[Recorded data]
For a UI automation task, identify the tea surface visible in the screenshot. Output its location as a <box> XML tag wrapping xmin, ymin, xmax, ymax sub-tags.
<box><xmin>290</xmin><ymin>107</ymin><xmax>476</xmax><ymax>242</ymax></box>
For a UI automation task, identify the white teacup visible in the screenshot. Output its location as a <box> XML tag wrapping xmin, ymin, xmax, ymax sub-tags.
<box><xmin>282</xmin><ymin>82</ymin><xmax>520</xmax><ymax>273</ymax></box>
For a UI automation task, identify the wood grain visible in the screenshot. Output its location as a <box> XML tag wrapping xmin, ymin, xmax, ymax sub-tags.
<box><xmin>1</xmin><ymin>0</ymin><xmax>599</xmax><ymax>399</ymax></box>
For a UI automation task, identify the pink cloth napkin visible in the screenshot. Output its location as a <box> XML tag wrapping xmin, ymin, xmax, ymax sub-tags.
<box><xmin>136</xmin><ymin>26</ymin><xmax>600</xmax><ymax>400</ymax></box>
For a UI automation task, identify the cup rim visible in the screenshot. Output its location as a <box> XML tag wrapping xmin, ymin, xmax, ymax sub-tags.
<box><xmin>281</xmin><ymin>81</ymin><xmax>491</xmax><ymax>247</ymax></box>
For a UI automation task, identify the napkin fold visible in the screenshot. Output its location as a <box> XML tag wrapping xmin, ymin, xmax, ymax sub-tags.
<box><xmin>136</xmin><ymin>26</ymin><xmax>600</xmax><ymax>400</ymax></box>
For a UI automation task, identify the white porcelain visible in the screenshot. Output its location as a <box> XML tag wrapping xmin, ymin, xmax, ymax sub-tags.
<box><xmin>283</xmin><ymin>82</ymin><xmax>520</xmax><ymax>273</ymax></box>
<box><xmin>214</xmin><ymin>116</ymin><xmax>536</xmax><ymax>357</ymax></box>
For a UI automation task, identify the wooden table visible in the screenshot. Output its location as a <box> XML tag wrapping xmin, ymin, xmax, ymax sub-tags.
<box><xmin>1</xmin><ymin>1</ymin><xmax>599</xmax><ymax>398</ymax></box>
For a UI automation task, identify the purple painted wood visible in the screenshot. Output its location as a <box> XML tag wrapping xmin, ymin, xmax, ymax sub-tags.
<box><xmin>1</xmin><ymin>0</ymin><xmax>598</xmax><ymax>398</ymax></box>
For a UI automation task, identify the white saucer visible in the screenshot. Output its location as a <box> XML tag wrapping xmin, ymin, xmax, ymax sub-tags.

Requirement: Please output the complete set of records above without any alteration.

Answer to this task:
For a UI automation task, identify the tea surface visible in the screenshot. Output its location as a <box> XML tag wrapping xmin, ymin, xmax, ymax sub-tags.
<box><xmin>290</xmin><ymin>107</ymin><xmax>476</xmax><ymax>242</ymax></box>
For a UI automation task, identify the white teacup visible in the screenshot. Output its location as a <box> XML tag wrapping xmin, ymin, xmax, ymax sub-tags.
<box><xmin>282</xmin><ymin>82</ymin><xmax>520</xmax><ymax>273</ymax></box>
For a UI automation task, identify the wood grain visible in the screenshot. Output its location as a <box> XML tag wrapping xmin, ymin, xmax, ymax sub-tags.
<box><xmin>1</xmin><ymin>0</ymin><xmax>599</xmax><ymax>399</ymax></box>
For a UI automation task, identify the pink cloth napkin visible in the screenshot. Output its location as a <box> XML tag wrapping xmin, ymin, xmax, ymax sub-tags.
<box><xmin>136</xmin><ymin>26</ymin><xmax>600</xmax><ymax>400</ymax></box>
For a UI automation task, identify the cup rim visible in the screenshot. Output its location as a <box> XML tag wrapping xmin, ymin, xmax, ymax sub-tags.
<box><xmin>281</xmin><ymin>81</ymin><xmax>491</xmax><ymax>247</ymax></box>
For a UI automation task, identify the napkin fold visible in the screenshot. Output its location as a <box> XML tag wrapping xmin, ymin, xmax, ymax sub-tags.
<box><xmin>136</xmin><ymin>26</ymin><xmax>600</xmax><ymax>400</ymax></box>
For a UI automation task, identify the white porcelain visible in the screenshot. Output its location as a <box> XML tag wrapping xmin, ymin, xmax, ymax sub-tags.
<box><xmin>283</xmin><ymin>82</ymin><xmax>520</xmax><ymax>273</ymax></box>
<box><xmin>214</xmin><ymin>116</ymin><xmax>536</xmax><ymax>357</ymax></box>
For a UI automation task, identify the wooden table visible in the screenshot. Output its location as a <box> XML tag wrapping xmin, ymin, xmax, ymax sub-tags.
<box><xmin>1</xmin><ymin>1</ymin><xmax>599</xmax><ymax>398</ymax></box>
For a UI automation task, identify the purple painted wood visible in the screenshot. Output its location as a <box> XML tag wrapping xmin, ymin, xmax, ymax sub-tags.
<box><xmin>1</xmin><ymin>0</ymin><xmax>598</xmax><ymax>398</ymax></box>
For a UI automation task, identify the white saucer visible in the screenshot. Output its location as a <box> XML tag wrapping xmin, ymin, xmax, ymax sub-tags.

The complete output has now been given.